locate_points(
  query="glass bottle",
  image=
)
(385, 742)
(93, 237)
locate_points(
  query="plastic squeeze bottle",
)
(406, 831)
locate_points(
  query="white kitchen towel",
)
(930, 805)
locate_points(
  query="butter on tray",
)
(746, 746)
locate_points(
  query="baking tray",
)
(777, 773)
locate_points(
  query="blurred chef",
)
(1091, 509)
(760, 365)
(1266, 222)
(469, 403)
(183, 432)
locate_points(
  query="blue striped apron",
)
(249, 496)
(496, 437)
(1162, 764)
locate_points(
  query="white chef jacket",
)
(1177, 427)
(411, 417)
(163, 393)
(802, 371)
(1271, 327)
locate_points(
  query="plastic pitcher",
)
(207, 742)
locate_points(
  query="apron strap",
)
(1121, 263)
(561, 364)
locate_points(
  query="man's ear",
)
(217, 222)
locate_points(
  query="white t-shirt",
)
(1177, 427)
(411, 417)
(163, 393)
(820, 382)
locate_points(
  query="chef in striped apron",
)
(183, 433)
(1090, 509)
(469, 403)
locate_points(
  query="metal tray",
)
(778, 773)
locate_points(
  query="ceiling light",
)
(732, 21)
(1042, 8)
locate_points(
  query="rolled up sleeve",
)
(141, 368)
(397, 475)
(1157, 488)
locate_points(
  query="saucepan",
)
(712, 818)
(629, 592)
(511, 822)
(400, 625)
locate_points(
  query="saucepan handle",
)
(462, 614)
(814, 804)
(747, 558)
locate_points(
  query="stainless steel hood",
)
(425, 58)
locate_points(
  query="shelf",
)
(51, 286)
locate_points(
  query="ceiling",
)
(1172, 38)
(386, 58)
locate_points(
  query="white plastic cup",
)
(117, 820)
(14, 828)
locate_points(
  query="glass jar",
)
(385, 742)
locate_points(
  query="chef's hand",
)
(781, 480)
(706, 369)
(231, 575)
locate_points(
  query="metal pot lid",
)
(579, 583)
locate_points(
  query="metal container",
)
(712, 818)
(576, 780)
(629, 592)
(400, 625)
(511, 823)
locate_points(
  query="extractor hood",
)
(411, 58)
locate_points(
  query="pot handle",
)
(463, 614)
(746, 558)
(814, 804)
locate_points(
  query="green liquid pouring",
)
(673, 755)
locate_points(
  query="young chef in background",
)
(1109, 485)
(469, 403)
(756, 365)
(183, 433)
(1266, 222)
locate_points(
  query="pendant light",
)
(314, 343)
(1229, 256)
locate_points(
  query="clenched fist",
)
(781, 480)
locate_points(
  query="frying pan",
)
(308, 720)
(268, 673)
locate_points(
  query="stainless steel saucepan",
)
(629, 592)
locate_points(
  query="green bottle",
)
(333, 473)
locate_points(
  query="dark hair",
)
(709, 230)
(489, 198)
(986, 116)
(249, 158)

-----

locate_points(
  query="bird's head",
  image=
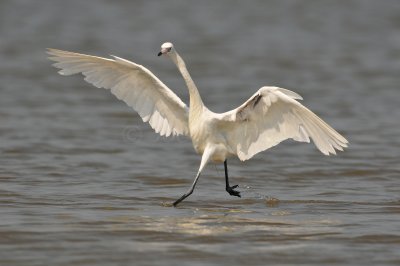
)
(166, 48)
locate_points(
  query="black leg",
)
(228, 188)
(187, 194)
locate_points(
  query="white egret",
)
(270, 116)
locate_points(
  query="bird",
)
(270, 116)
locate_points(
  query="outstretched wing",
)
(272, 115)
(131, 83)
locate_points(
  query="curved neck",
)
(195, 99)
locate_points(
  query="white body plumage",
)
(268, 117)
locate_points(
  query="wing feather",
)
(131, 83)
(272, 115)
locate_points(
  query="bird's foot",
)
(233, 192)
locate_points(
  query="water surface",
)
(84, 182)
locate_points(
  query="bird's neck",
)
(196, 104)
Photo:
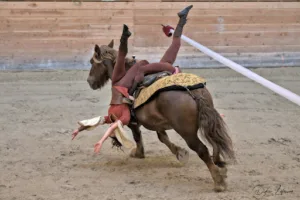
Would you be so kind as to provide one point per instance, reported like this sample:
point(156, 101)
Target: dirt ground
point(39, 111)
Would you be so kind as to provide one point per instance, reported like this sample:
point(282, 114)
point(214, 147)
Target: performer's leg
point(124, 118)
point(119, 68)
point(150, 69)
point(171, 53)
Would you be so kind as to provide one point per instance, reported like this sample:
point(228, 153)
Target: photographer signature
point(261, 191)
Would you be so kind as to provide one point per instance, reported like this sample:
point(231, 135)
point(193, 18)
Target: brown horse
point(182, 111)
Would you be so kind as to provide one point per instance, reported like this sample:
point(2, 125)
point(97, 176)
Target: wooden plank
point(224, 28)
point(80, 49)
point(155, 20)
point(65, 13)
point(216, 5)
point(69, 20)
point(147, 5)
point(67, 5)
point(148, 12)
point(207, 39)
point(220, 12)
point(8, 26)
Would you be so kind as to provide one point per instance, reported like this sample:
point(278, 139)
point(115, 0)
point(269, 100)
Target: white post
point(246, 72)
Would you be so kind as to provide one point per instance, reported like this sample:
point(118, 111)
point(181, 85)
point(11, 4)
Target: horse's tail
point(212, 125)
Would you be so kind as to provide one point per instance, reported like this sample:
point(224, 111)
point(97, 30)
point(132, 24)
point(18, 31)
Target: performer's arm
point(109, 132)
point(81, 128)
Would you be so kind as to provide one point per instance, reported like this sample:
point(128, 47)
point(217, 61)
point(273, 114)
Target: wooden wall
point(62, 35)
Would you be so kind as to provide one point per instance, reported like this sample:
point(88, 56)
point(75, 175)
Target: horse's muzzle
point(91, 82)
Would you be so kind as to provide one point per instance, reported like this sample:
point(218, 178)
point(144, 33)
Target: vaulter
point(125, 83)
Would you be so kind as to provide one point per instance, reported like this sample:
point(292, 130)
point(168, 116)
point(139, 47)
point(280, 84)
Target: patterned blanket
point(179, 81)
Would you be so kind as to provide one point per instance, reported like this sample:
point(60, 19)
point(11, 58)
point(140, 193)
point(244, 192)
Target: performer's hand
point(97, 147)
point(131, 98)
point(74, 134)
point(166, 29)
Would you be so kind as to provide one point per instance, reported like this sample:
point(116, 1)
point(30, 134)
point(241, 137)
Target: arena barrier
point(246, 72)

-----

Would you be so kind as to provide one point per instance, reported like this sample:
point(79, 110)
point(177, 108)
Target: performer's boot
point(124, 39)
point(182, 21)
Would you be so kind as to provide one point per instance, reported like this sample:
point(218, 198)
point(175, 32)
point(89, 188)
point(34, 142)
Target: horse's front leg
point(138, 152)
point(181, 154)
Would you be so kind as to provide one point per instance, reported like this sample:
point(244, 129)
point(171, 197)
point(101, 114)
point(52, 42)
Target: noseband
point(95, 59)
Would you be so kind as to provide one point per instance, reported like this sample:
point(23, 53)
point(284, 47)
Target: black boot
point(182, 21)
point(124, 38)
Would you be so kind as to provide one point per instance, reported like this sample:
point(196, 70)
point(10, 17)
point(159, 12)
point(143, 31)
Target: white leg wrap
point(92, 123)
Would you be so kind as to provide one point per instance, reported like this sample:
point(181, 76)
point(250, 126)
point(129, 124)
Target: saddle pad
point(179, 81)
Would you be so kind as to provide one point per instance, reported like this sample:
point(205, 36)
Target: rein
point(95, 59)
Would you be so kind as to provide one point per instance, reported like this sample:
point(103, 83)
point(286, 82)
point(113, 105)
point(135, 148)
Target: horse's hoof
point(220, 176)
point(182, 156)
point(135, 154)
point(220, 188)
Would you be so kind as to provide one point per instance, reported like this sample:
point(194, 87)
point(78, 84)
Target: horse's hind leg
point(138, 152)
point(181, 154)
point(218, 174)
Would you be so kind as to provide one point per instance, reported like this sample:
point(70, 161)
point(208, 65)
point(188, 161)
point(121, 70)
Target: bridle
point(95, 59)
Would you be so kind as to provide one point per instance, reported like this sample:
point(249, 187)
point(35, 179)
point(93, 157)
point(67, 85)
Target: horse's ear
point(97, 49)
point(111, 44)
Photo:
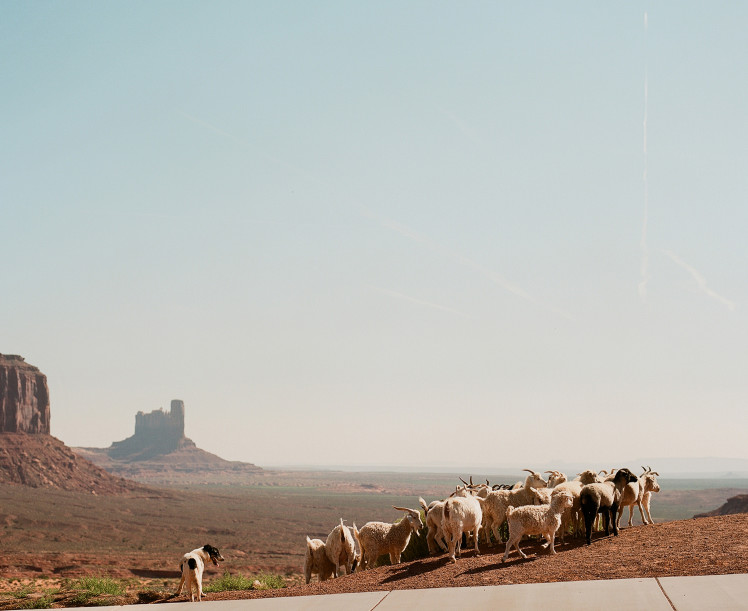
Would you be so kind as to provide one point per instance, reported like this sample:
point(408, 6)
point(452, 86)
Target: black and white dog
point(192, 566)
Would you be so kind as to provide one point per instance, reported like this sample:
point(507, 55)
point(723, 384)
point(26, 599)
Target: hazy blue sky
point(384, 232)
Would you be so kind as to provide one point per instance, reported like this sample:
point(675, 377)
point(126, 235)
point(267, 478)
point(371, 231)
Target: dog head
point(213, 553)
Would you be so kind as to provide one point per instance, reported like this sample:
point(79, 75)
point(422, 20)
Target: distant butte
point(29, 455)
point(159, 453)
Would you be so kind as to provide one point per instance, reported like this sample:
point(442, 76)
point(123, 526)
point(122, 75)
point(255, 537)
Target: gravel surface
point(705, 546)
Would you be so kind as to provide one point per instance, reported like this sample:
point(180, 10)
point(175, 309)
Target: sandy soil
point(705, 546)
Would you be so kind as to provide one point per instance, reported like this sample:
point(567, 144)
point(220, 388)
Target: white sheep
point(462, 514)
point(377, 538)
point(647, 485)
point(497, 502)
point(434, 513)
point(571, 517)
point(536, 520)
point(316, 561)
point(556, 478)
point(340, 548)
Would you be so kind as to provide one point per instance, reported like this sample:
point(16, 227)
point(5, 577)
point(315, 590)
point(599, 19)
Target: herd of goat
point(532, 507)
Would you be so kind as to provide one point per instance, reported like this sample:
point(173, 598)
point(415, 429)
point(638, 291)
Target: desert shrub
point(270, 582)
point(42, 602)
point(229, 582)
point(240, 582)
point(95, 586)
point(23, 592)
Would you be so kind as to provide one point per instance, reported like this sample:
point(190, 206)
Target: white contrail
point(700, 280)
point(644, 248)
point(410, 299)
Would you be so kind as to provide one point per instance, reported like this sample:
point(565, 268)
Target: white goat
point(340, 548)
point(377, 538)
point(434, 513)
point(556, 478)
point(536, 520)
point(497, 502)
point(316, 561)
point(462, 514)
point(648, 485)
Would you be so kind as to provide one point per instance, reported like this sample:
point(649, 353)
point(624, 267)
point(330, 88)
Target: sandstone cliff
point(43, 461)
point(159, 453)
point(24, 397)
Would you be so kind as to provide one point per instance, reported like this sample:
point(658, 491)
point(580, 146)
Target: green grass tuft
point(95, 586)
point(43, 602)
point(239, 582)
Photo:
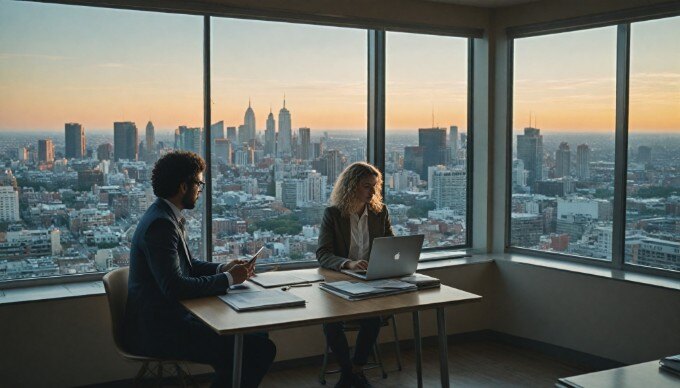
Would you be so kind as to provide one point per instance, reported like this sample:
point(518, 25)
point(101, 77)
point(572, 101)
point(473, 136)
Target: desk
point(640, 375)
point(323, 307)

-----

▶ _Aim of the exercise_:
Wherever the word "apron" appears in a line of the data, copy that line.

▶ _Problem solution_:
  query="blue striped apron",
  query="apron strap",
  query="chef in striped apron",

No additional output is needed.